_Work item A_
Answer these questions from the passage on corneal dystrophies:
(i) At what ages does lattice dystrophy generally occur?
(ii) Which treatment stops the development of keratoconus?
(iii) What are the two types of granular dystrophy?
_Work item B_
Continue the passage on corneal dystrophies, beginning after its final sentence.

_Extract_
#####

Keratoconus: This form of corneal dystrophy is the most common in the U.S. and commonly occurs in young adults and teenagers. Keratoconus develops when the middle of the cornea begins to thin and eventually bulges out, forming a cone shape. The bulging of the cornea changes how light is bent and can cause refractive errors as well as scarring and swelling of the cornea, which ultimately causes vision damage. Initially, keratoconus vision issues can be controlled with eyeglasses. As the condition worsens, a transition to special contact lenses is recommended to continue vision improvement. Contact lenses need to fit correctly to improve visual acuity and avoid further damage to the cornea. Corneal collagen crosslinking is another form of treatment that stops the development of keratoconus. However, not everyone can be cured of these symptoms as in some cases the cornea becomes too scarred and unable to handle contact lenses. A corneal transplant is needed to treat some cases of keratoconus.
Lattice dystrophy: This causes abnormal protein fibers to get stored in the stroma, leading to a cloudy vision. Lattice dystrophy generally occurs among children aged 2 to 7. It could lead to epithelial erosion, which in turn could lead to the destruction of the epithelium, making blinking painful.
Granular dystrophy: This causes lesions to form inside the eye that are crumb-shaped that could grow causing discomfort and problems with normal vision. There are two types of granular dystrophy: type I and type II.

#####

_Excerpted data_

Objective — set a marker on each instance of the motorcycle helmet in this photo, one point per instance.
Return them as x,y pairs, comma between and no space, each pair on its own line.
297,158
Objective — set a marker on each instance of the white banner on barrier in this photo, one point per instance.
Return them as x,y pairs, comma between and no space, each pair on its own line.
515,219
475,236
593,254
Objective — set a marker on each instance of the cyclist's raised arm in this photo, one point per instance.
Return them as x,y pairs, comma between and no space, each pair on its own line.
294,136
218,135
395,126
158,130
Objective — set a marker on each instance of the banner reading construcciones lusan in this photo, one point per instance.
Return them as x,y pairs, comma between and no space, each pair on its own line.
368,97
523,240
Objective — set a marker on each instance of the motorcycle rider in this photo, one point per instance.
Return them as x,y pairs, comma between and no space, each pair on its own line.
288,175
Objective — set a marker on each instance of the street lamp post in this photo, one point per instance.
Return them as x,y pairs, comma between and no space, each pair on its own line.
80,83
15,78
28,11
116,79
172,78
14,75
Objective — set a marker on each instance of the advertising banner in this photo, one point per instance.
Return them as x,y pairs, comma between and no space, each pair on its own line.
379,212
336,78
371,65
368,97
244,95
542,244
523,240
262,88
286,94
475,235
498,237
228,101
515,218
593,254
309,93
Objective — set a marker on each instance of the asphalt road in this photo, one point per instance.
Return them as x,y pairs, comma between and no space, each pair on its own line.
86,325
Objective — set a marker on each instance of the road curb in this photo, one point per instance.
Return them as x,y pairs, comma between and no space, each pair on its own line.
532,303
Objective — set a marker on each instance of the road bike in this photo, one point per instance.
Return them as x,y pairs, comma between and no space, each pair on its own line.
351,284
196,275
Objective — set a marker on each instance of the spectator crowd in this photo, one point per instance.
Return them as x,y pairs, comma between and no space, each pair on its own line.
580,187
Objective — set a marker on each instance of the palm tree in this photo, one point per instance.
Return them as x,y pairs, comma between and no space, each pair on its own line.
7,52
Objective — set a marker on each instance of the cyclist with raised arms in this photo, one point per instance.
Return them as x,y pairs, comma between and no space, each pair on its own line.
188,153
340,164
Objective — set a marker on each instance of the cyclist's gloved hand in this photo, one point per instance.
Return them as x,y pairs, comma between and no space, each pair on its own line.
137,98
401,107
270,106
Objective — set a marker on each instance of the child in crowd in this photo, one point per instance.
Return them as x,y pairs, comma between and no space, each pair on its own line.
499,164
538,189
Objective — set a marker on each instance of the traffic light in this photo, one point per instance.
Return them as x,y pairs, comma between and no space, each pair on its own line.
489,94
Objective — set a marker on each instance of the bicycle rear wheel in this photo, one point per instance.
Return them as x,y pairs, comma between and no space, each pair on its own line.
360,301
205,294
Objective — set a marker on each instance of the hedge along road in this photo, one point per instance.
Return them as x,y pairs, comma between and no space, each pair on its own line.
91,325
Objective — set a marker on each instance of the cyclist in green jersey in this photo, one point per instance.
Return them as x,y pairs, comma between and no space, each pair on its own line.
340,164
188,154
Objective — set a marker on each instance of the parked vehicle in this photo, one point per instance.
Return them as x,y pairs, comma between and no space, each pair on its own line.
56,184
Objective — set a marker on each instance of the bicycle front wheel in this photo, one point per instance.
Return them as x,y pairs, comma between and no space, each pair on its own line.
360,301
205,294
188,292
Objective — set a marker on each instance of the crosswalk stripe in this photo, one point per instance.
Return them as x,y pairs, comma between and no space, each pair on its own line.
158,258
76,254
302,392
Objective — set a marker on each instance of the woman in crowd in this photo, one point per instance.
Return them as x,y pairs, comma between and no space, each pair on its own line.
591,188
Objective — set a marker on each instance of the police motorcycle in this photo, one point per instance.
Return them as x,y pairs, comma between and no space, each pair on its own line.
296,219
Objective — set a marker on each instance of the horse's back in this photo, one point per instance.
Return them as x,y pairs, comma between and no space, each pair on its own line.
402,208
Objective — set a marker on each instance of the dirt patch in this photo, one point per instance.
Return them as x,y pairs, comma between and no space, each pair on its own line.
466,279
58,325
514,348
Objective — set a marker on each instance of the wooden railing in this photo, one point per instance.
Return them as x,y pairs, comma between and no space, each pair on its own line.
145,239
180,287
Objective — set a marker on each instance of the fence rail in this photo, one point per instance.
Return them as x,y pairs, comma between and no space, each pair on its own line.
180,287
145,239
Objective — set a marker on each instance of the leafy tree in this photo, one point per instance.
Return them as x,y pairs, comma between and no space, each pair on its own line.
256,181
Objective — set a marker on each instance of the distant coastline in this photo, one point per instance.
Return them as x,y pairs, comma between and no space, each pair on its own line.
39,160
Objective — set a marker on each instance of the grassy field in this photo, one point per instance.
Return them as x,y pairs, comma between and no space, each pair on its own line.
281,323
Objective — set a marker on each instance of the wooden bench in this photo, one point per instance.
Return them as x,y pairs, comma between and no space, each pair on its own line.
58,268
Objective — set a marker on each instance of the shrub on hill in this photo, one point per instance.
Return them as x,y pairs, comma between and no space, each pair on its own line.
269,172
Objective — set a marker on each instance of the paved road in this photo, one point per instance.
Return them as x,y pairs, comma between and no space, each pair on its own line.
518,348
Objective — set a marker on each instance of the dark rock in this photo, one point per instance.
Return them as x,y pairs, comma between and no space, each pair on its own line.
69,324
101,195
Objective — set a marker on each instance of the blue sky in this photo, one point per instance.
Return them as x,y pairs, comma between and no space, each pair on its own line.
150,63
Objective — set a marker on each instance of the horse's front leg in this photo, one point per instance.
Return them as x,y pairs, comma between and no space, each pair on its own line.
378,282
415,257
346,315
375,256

#####

_Expected answer A_
(i) Lattice dystrophy generally occurs among children aged 2 to 7.
(ii) Corneal collagen crosslinking stops the development of keratoconus.
(iii) The two types are type I and type II.

_Expected answer B_
Map-dot-fingerprint dystrophy: In this type of dystrophy, the epithelium is not completely developed, making the epithelial cells unable to stick to the epithelium easily. Since the epithelium erodes, the curve of the cornea is altered and the nerve endings in the lining are exposed, leading to severe pain. Other symptoms of map-dot-dystrophy include excessive tearing and sensitivity to light.
This is a pinkish growth on the cornea that is common among adults aged 20 to 40. Usually, people who have Pterygium want to get it surgically removed since it is easily noticeable. However, the Pterygium growth may reappear if the individual is under 40-years-old. To prevent regrowth, doctors use different methods, such a medication called mitomycin-C, or conjunctival autografs.
This is also known as herpes zoster, caused by the varicella-zoster virus, which is also responsible for chicken pox. Once a person recuperates from chicken pox, the varicella-zoster remains in their body in an inactive form. Unfortunately, the virus may become active again in some people, having the ability to infect any part of the body. These infections cause rashes and painful inflammations.
This occurs due to the herpes simplex virus, causing painful sores on the eyelid. Ocular herpes also leads to the inflammation of the cornea. Even though this problem could be treated with anti-viral medications, there remains a big chance this could reoccur.
This leads to the development of glaucoma, which alters the iris and causes inflammation of the cornea. Iridocorneal endothelial syndrome is common among women who are aged between 30 and 50.
Descemet’s Stripping Endothelial Keratoplasty (DSEK):
This procedure is also known as the sutureless corneal transplant. In this method, the doctor performs a partial corneal transplant which is kept in place via the natural suction created by the endothelial cells’ pumping action. This procedure is preferred because of faster recovery and a low risk of transplant rejection. It also eliminates the adverse effects of stitches. It is usually preferred for dystrophies that cause corneal swelling.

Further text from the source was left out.